Information shown.
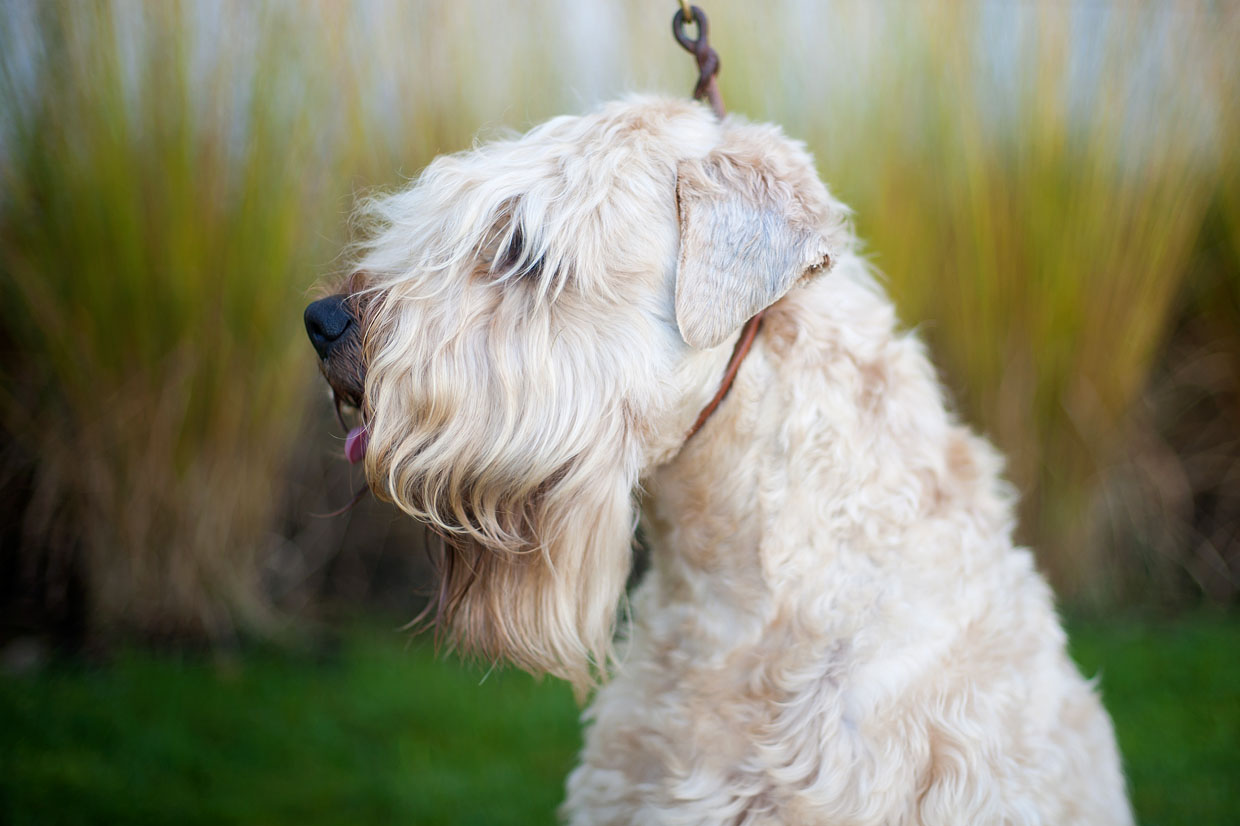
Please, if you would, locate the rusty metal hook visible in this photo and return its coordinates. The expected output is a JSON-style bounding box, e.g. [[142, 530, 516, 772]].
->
[[672, 4, 724, 118]]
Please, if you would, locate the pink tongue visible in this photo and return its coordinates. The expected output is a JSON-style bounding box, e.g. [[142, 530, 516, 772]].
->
[[345, 427, 371, 465]]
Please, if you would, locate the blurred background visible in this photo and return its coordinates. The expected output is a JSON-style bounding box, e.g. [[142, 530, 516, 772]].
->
[[0, 0, 1240, 824]]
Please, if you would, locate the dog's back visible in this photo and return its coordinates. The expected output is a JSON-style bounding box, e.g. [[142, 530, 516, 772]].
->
[[565, 257, 1131, 825]]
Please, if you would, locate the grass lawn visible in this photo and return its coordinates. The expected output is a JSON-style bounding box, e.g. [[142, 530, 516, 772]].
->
[[0, 616, 1240, 826]]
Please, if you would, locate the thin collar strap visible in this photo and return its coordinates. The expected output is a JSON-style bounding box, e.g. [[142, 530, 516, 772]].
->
[[684, 310, 766, 442]]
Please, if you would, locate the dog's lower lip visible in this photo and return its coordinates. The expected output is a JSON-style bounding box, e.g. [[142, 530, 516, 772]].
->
[[345, 425, 370, 465]]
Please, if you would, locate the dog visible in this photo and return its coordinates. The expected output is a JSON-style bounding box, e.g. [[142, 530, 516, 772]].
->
[[306, 97, 1132, 826]]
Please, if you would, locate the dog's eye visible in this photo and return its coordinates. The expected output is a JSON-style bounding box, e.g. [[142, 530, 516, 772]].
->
[[494, 223, 542, 278]]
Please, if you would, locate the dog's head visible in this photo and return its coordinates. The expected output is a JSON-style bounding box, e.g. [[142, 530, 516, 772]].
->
[[306, 99, 848, 687]]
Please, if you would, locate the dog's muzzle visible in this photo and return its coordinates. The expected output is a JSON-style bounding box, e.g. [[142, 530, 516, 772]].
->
[[304, 295, 367, 463], [305, 295, 353, 360]]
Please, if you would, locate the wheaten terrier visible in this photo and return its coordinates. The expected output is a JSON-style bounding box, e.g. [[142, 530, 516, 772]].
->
[[306, 98, 1131, 825]]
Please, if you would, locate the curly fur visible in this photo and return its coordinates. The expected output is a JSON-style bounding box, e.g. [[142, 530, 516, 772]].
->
[[329, 98, 1131, 825]]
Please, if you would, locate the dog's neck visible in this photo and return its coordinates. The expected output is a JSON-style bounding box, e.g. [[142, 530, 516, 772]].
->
[[684, 310, 766, 442], [644, 259, 1011, 632]]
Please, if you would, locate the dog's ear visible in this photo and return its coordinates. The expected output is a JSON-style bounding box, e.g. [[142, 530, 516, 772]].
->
[[676, 123, 846, 349]]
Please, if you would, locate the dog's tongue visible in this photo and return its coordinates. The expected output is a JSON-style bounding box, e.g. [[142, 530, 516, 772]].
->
[[345, 425, 371, 465]]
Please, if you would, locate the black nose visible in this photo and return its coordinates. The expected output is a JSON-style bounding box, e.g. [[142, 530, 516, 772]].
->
[[305, 295, 353, 358]]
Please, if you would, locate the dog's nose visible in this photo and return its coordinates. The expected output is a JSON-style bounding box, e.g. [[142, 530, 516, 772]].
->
[[305, 295, 353, 358]]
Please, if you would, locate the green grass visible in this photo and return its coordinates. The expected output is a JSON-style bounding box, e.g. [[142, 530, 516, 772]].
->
[[0, 618, 1240, 826]]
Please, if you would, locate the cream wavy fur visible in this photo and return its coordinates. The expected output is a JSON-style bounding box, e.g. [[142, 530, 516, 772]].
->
[[344, 98, 1131, 825]]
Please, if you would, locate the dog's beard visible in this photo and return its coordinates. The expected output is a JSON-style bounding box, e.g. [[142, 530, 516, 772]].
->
[[365, 292, 639, 691]]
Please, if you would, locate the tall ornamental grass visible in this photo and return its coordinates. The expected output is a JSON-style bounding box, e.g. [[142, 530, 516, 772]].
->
[[0, 2, 341, 636], [0, 0, 1240, 635]]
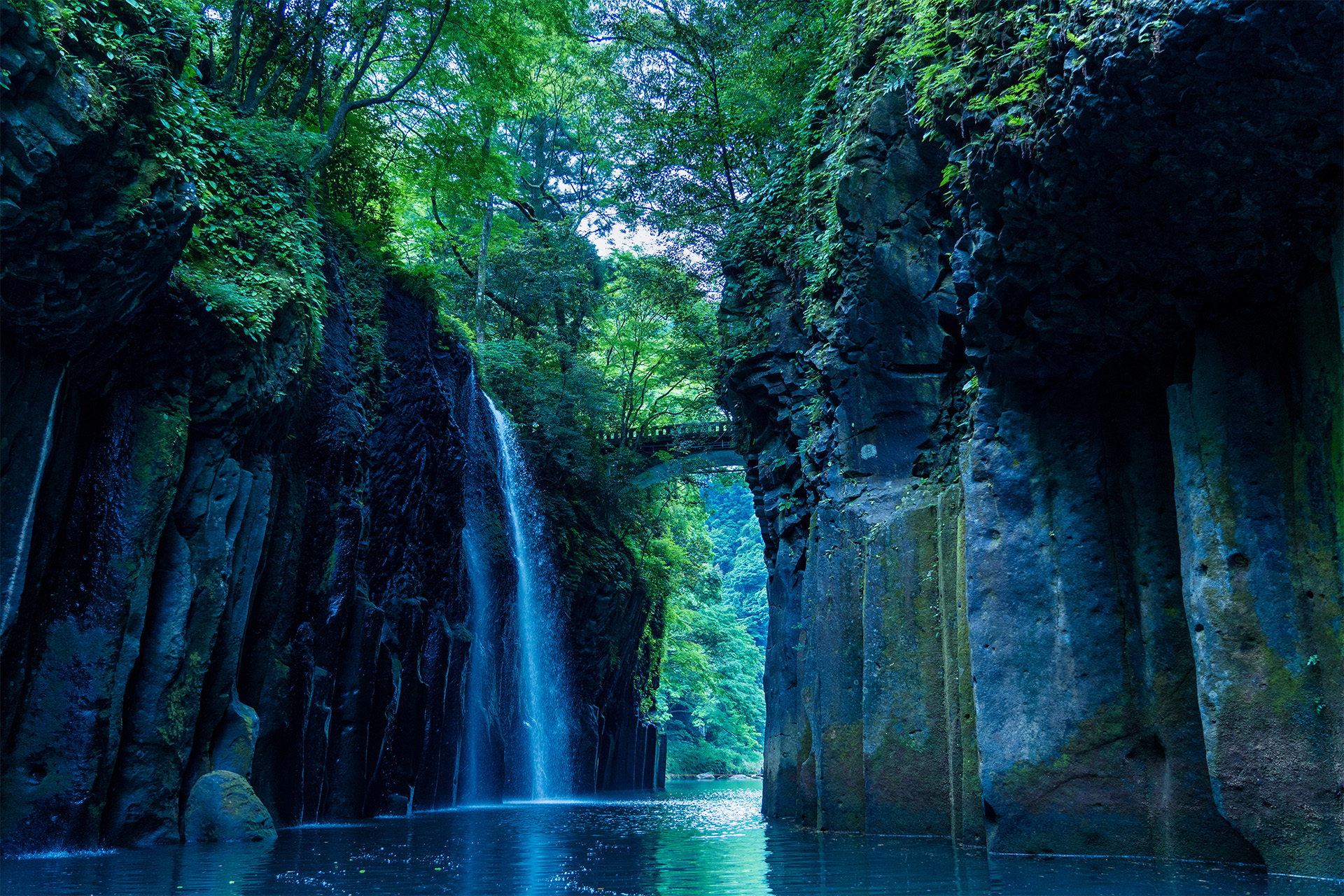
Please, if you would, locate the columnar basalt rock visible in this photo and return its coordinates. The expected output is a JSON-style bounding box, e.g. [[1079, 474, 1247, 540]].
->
[[0, 18, 652, 853], [722, 3, 1344, 876]]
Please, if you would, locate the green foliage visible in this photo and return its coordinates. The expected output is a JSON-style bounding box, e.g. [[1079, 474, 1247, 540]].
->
[[176, 115, 327, 340], [608, 0, 841, 265], [644, 475, 764, 774]]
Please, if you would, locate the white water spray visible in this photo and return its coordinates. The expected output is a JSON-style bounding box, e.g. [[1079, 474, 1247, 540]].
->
[[485, 396, 574, 799]]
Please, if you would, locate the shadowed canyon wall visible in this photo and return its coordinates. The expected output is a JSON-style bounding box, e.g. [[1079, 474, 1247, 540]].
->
[[0, 7, 650, 852], [720, 3, 1344, 877]]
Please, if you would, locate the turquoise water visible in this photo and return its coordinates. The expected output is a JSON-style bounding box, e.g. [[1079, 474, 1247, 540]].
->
[[0, 780, 1344, 896]]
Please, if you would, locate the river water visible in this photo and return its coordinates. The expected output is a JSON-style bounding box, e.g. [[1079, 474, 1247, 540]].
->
[[0, 780, 1344, 896]]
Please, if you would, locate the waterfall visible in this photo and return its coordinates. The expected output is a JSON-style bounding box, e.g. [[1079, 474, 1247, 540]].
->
[[485, 396, 574, 799], [454, 389, 574, 804]]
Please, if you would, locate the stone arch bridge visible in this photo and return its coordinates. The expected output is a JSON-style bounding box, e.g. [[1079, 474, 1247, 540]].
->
[[606, 421, 745, 488]]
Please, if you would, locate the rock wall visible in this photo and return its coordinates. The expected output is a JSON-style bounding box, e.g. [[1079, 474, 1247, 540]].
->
[[722, 3, 1344, 876], [0, 18, 649, 853]]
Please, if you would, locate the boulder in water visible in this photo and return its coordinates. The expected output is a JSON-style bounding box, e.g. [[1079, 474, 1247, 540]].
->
[[183, 771, 276, 842]]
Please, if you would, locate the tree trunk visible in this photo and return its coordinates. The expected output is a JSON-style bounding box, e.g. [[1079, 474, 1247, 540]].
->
[[476, 197, 495, 345]]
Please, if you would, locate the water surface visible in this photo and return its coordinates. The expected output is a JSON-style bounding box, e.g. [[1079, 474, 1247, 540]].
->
[[0, 780, 1344, 896]]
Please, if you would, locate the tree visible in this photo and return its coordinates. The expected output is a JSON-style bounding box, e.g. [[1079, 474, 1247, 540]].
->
[[592, 254, 718, 444], [608, 0, 839, 258]]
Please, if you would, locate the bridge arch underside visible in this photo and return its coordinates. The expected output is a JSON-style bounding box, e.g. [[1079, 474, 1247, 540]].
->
[[634, 449, 746, 489]]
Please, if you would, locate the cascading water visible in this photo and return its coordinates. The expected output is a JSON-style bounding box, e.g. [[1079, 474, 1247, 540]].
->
[[468, 396, 574, 799]]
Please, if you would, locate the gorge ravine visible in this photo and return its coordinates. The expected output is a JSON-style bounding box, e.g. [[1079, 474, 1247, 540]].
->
[[0, 1, 1344, 877]]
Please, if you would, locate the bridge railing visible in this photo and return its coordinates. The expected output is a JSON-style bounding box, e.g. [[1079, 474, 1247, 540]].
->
[[606, 421, 736, 444]]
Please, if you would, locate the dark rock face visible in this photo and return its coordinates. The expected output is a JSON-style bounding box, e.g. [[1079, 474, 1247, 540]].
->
[[0, 22, 649, 852], [723, 3, 1344, 876], [181, 771, 276, 844]]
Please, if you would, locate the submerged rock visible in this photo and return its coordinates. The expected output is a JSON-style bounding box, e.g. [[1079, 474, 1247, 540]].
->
[[181, 771, 276, 842]]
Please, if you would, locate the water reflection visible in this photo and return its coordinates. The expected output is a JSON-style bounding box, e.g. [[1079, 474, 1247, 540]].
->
[[0, 782, 1344, 896]]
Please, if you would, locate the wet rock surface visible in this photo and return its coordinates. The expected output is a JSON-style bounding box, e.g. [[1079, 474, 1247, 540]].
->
[[722, 3, 1344, 876], [181, 771, 276, 844], [0, 20, 656, 853]]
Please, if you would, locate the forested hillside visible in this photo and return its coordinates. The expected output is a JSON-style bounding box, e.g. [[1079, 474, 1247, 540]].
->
[[0, 0, 1344, 876]]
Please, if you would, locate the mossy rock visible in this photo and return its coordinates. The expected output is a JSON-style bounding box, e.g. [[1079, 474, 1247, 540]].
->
[[183, 771, 276, 842]]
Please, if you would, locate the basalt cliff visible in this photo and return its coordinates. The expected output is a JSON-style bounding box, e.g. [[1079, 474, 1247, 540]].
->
[[720, 3, 1344, 877], [0, 6, 656, 853]]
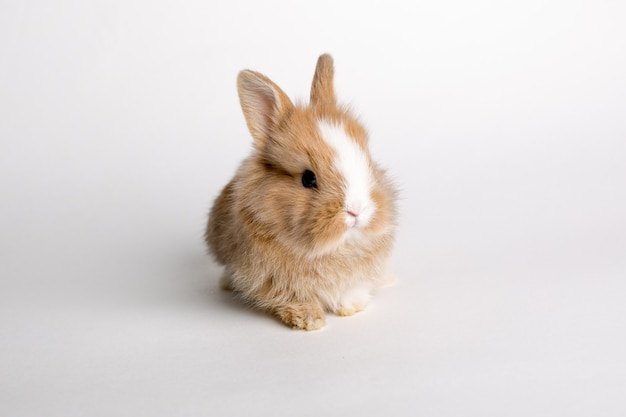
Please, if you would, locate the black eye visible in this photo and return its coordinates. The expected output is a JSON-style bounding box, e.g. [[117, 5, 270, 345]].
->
[[302, 169, 317, 188]]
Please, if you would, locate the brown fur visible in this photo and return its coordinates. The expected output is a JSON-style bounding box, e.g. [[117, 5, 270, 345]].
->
[[206, 55, 396, 330]]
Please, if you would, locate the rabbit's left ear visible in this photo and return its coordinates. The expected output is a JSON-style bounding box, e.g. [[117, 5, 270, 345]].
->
[[311, 54, 337, 106]]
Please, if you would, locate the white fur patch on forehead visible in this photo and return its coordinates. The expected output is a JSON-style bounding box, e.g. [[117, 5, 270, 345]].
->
[[318, 120, 374, 223]]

Task statement. Return the listing above word for word, from its beginning up to and including the line containing "[[672, 4, 724, 118]]". Omit any pictures.

Output of the task.
Please, if you would, locate the rusty metal hook visible in this photo and return its coordinates. The expected output is a JSON-style bounding box, e.g. [[142, 530, 516, 772]].
->
[[672, 4, 724, 118]]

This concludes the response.